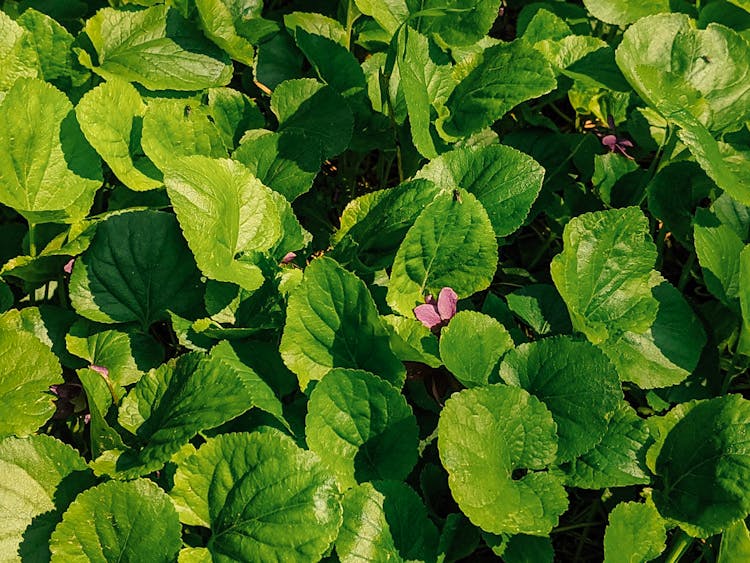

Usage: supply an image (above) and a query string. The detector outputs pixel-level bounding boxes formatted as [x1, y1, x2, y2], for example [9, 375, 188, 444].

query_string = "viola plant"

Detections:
[2, 0, 750, 562]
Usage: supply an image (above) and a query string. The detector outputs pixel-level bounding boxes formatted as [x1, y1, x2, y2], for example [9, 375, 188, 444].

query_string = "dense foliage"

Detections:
[1, 0, 750, 561]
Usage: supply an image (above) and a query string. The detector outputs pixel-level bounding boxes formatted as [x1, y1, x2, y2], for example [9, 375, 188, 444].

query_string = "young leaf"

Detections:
[551, 207, 658, 344]
[69, 211, 204, 329]
[418, 0, 502, 46]
[0, 435, 95, 562]
[170, 430, 342, 562]
[49, 479, 182, 563]
[194, 0, 262, 66]
[17, 8, 81, 87]
[0, 77, 102, 223]
[499, 337, 622, 463]
[387, 190, 498, 317]
[695, 208, 745, 309]
[75, 78, 162, 192]
[78, 6, 233, 91]
[0, 11, 39, 90]
[438, 385, 568, 536]
[719, 520, 750, 562]
[416, 144, 545, 237]
[305, 369, 419, 489]
[280, 257, 405, 390]
[440, 311, 514, 388]
[583, 0, 670, 26]
[603, 502, 667, 563]
[0, 325, 62, 438]
[505, 284, 572, 337]
[654, 394, 750, 537]
[207, 87, 265, 150]
[337, 481, 439, 562]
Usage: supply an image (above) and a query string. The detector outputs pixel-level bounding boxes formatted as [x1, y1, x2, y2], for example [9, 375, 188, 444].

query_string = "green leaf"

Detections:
[603, 502, 667, 563]
[440, 311, 513, 388]
[695, 208, 746, 309]
[164, 156, 289, 291]
[0, 306, 80, 369]
[337, 481, 439, 562]
[653, 394, 750, 537]
[551, 207, 658, 344]
[280, 257, 405, 390]
[233, 131, 320, 201]
[17, 8, 81, 87]
[387, 190, 498, 316]
[284, 12, 347, 46]
[583, 0, 670, 26]
[615, 13, 750, 133]
[195, 0, 259, 66]
[271, 78, 354, 160]
[382, 314, 442, 368]
[440, 40, 556, 138]
[331, 179, 441, 271]
[599, 274, 707, 389]
[69, 211, 204, 329]
[170, 430, 342, 562]
[0, 324, 62, 438]
[77, 367, 127, 459]
[719, 520, 750, 563]
[142, 99, 227, 172]
[562, 403, 651, 489]
[291, 28, 366, 97]
[207, 87, 265, 149]
[0, 77, 101, 223]
[499, 336, 622, 463]
[75, 78, 162, 192]
[102, 350, 263, 477]
[438, 385, 568, 535]
[353, 0, 409, 36]
[0, 11, 39, 90]
[739, 245, 750, 355]
[505, 284, 572, 337]
[79, 5, 233, 91]
[49, 479, 181, 563]
[419, 0, 502, 46]
[305, 369, 418, 489]
[65, 319, 163, 388]
[416, 145, 544, 237]
[0, 435, 95, 562]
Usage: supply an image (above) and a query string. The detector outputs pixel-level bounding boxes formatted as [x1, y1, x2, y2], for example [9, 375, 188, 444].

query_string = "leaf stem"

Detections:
[664, 530, 693, 563]
[677, 252, 696, 292]
[28, 222, 37, 257]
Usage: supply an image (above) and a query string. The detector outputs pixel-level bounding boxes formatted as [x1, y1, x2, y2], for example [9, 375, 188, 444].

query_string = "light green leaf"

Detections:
[207, 87, 265, 149]
[438, 385, 568, 536]
[170, 430, 342, 562]
[305, 369, 418, 490]
[0, 77, 101, 223]
[499, 336, 622, 463]
[562, 403, 651, 489]
[337, 481, 439, 562]
[387, 190, 498, 316]
[0, 10, 38, 90]
[65, 319, 163, 389]
[695, 208, 745, 309]
[0, 306, 79, 369]
[382, 314, 442, 368]
[416, 145, 544, 236]
[0, 325, 62, 438]
[179, 547, 212, 563]
[280, 257, 405, 391]
[49, 479, 181, 563]
[583, 0, 670, 26]
[440, 311, 513, 388]
[79, 5, 233, 91]
[440, 40, 556, 138]
[354, 0, 409, 36]
[195, 0, 259, 66]
[615, 13, 750, 132]
[653, 394, 750, 537]
[271, 78, 354, 160]
[76, 78, 162, 191]
[78, 368, 127, 460]
[331, 178, 441, 271]
[739, 245, 750, 355]
[599, 273, 707, 389]
[164, 156, 287, 291]
[419, 0, 502, 46]
[233, 130, 320, 201]
[603, 502, 667, 563]
[17, 8, 81, 87]
[719, 520, 750, 563]
[0, 435, 95, 563]
[284, 11, 347, 45]
[551, 207, 658, 344]
[69, 211, 204, 329]
[141, 99, 227, 172]
[506, 284, 572, 337]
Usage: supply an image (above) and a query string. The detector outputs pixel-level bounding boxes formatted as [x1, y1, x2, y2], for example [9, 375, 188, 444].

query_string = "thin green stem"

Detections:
[28, 222, 37, 257]
[664, 530, 694, 563]
[677, 252, 696, 292]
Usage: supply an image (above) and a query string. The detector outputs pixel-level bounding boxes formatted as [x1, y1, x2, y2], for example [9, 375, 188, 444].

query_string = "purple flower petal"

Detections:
[601, 134, 617, 150]
[89, 365, 109, 378]
[414, 303, 442, 329]
[437, 287, 458, 321]
[64, 258, 75, 274]
[281, 251, 297, 264]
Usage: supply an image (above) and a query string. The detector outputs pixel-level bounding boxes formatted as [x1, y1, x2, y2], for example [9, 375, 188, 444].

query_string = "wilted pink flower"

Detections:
[281, 252, 297, 264]
[64, 258, 75, 274]
[414, 287, 458, 330]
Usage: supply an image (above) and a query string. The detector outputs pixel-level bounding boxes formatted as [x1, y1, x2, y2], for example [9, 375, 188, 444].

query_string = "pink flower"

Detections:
[281, 252, 297, 264]
[64, 258, 75, 274]
[89, 365, 109, 378]
[414, 287, 458, 330]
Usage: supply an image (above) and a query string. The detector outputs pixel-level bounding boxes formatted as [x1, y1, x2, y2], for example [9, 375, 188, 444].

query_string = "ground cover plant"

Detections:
[2, 0, 750, 561]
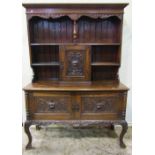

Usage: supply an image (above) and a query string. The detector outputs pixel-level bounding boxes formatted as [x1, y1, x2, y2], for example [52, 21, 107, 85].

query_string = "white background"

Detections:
[0, 0, 155, 155]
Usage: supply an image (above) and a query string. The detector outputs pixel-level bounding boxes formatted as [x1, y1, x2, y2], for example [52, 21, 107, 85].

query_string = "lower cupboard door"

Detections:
[80, 93, 123, 120]
[31, 92, 72, 120]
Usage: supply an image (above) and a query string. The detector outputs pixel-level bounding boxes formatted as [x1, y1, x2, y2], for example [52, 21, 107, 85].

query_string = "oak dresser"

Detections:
[23, 3, 129, 149]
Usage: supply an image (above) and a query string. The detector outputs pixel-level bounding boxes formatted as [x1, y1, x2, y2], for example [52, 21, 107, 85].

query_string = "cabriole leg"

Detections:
[119, 121, 128, 148]
[24, 121, 33, 150]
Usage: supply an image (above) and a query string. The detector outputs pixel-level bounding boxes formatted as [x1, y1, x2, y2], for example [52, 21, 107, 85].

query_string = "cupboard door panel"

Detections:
[59, 45, 91, 81]
[79, 92, 124, 120]
[30, 92, 72, 120]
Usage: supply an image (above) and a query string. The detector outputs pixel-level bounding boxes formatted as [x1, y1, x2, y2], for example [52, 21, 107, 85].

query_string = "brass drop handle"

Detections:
[48, 102, 55, 109]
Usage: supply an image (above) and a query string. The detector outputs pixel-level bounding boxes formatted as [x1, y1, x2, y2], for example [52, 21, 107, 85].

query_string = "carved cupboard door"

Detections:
[79, 92, 124, 120]
[59, 45, 91, 81]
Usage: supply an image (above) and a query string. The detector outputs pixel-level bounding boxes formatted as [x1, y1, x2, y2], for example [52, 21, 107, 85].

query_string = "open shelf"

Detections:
[29, 16, 73, 43]
[28, 12, 122, 83]
[31, 45, 59, 64]
[77, 16, 121, 43]
[29, 16, 121, 44]
[92, 66, 119, 81]
[31, 62, 60, 67]
[33, 66, 59, 81]
[91, 62, 120, 66]
[91, 45, 120, 66]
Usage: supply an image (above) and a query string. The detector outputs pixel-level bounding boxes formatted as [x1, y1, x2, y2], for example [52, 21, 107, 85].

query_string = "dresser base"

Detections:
[24, 120, 128, 149]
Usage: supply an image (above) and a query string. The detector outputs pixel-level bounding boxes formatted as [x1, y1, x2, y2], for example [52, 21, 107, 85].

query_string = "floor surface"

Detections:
[22, 124, 132, 155]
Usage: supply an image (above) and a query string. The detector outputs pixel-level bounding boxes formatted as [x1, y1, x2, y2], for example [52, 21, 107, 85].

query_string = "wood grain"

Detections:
[23, 3, 129, 149]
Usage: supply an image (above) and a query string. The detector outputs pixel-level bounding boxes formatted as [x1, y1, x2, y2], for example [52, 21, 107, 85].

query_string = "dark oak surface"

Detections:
[23, 81, 128, 92]
[22, 3, 128, 9]
[23, 3, 129, 149]
[23, 3, 129, 82]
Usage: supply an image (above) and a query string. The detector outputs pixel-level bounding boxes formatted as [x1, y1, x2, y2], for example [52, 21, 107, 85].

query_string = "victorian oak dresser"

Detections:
[23, 3, 129, 149]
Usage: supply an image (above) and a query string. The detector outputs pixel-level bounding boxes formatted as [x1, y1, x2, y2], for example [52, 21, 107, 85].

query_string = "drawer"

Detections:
[29, 92, 72, 120]
[80, 93, 124, 120]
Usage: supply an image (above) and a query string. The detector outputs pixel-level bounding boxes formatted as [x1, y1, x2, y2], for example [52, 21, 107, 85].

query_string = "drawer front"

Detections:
[80, 93, 125, 120]
[29, 92, 72, 120]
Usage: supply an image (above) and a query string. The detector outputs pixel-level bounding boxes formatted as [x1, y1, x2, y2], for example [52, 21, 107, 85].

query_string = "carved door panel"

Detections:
[59, 45, 91, 81]
[79, 93, 124, 120]
[30, 92, 73, 120]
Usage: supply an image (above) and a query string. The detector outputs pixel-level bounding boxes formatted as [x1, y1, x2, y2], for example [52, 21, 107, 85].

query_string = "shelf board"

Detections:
[31, 62, 60, 66]
[30, 43, 121, 46]
[91, 62, 120, 66]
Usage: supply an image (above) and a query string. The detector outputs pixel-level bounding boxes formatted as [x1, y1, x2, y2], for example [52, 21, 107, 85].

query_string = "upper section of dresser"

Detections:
[23, 3, 128, 83]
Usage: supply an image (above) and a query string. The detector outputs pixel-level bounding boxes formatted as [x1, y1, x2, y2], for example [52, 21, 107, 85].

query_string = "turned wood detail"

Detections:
[73, 20, 78, 40]
[122, 92, 127, 119]
[25, 92, 31, 120]
[116, 92, 127, 119]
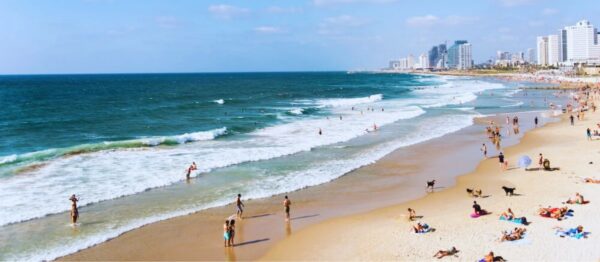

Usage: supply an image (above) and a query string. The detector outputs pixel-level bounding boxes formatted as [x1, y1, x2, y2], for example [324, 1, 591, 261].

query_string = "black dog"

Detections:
[426, 180, 436, 191]
[502, 186, 516, 196]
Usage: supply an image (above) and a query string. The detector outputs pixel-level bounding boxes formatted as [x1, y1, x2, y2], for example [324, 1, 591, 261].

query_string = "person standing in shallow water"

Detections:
[69, 194, 79, 224]
[498, 152, 505, 170]
[283, 195, 291, 221]
[534, 116, 538, 127]
[481, 143, 487, 158]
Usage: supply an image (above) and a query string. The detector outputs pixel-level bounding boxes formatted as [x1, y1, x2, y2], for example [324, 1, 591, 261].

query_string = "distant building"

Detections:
[537, 36, 549, 66]
[447, 40, 468, 69]
[527, 48, 536, 64]
[563, 20, 600, 63]
[547, 34, 560, 66]
[418, 53, 429, 69]
[458, 43, 473, 69]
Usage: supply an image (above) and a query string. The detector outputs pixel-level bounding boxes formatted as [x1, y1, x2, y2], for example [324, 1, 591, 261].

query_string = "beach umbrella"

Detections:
[518, 155, 532, 169]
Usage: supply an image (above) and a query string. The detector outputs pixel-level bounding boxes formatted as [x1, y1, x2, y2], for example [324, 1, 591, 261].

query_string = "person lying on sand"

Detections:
[584, 177, 600, 184]
[539, 206, 570, 220]
[500, 208, 515, 220]
[481, 251, 505, 262]
[565, 193, 588, 204]
[500, 208, 529, 225]
[433, 247, 459, 259]
[556, 225, 589, 239]
[413, 222, 434, 233]
[500, 227, 526, 242]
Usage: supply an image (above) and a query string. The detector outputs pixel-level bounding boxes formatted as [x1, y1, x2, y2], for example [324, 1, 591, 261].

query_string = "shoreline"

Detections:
[60, 110, 557, 260]
[262, 94, 600, 260]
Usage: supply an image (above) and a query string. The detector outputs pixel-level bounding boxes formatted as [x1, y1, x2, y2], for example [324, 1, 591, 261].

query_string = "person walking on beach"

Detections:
[498, 152, 505, 170]
[283, 195, 291, 221]
[69, 194, 79, 224]
[538, 153, 544, 170]
[534, 116, 538, 127]
[570, 115, 575, 125]
[236, 194, 244, 218]
[481, 143, 487, 158]
[587, 128, 592, 141]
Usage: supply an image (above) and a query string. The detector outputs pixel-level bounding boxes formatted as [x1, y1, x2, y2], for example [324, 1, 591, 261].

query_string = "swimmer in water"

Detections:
[69, 194, 79, 224]
[318, 128, 322, 135]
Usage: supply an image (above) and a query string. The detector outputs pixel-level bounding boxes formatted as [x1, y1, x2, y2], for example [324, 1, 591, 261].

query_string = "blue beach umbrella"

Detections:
[518, 156, 532, 169]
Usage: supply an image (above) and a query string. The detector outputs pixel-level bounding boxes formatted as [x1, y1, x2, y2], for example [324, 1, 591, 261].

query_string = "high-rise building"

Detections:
[419, 53, 429, 69]
[458, 43, 473, 69]
[428, 46, 438, 68]
[537, 36, 548, 66]
[547, 34, 560, 66]
[447, 40, 468, 69]
[407, 54, 415, 69]
[559, 29, 568, 62]
[564, 20, 600, 62]
[527, 48, 536, 64]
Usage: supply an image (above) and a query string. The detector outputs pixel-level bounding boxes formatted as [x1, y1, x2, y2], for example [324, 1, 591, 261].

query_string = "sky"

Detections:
[0, 0, 599, 74]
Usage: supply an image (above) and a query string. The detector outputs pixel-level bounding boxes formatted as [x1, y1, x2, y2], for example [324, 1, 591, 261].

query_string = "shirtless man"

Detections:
[481, 143, 487, 158]
[69, 194, 79, 224]
[283, 195, 291, 221]
[236, 194, 245, 218]
[186, 162, 198, 179]
[433, 247, 459, 259]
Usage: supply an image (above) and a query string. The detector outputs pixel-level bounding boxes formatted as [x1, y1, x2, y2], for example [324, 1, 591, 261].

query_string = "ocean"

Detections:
[0, 72, 560, 260]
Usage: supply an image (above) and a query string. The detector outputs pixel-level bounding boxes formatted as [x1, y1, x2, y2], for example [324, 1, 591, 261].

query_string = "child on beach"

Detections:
[236, 194, 244, 218]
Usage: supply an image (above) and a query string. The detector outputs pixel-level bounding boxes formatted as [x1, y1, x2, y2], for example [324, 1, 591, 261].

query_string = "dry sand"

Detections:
[262, 105, 600, 260]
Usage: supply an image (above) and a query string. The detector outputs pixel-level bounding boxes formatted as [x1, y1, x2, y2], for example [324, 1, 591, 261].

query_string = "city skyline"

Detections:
[1, 0, 599, 74]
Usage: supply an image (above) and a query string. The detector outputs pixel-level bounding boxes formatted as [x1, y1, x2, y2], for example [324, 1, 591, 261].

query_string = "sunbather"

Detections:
[584, 177, 600, 184]
[500, 208, 515, 220]
[433, 247, 459, 259]
[556, 225, 589, 239]
[413, 222, 433, 233]
[500, 227, 526, 242]
[566, 193, 588, 204]
[408, 208, 417, 221]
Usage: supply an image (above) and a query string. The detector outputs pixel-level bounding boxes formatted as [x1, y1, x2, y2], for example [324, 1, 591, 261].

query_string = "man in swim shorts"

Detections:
[283, 195, 291, 221]
[236, 194, 244, 218]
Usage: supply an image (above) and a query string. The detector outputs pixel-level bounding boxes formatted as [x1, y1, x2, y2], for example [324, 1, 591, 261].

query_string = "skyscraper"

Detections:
[527, 48, 536, 64]
[447, 40, 468, 69]
[564, 20, 600, 62]
[547, 34, 560, 66]
[458, 43, 473, 69]
[537, 36, 548, 66]
[428, 46, 439, 68]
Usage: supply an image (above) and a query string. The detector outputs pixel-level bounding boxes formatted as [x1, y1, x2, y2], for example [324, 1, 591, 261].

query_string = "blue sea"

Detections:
[0, 72, 558, 260]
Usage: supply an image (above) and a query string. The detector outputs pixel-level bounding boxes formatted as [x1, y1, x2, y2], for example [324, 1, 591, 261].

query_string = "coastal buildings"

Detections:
[457, 43, 473, 69]
[536, 36, 549, 66]
[428, 43, 447, 69]
[447, 40, 468, 69]
[537, 20, 600, 67]
[527, 48, 536, 64]
[386, 40, 471, 71]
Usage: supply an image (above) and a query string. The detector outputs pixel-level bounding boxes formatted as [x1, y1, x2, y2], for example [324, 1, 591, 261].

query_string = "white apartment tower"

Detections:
[547, 34, 560, 66]
[458, 43, 473, 69]
[527, 48, 536, 64]
[418, 53, 429, 69]
[564, 20, 600, 62]
[537, 36, 548, 66]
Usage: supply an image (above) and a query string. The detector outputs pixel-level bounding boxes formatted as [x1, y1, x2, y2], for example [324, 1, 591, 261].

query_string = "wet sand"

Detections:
[262, 109, 600, 260]
[60, 109, 551, 261]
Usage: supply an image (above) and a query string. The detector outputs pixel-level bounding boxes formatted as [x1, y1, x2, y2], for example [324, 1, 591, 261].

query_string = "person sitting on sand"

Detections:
[584, 177, 600, 184]
[500, 227, 526, 242]
[69, 194, 79, 224]
[433, 247, 459, 259]
[566, 193, 588, 204]
[408, 208, 417, 221]
[500, 208, 515, 220]
[473, 201, 487, 215]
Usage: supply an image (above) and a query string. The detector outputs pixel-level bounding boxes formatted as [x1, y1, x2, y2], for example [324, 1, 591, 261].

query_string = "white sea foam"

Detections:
[0, 154, 17, 165]
[316, 94, 383, 107]
[214, 99, 225, 104]
[288, 108, 304, 115]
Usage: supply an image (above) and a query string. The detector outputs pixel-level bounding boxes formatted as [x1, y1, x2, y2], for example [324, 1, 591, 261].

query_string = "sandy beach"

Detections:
[263, 93, 600, 260]
[59, 87, 586, 261]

§ §

TASK GOAL:
Which lines of the material contain the string "blue"? List each of them.

RESULT OF THE EXERCISE:
query_string = "blue beach umbrella"
query_string = "blue sea"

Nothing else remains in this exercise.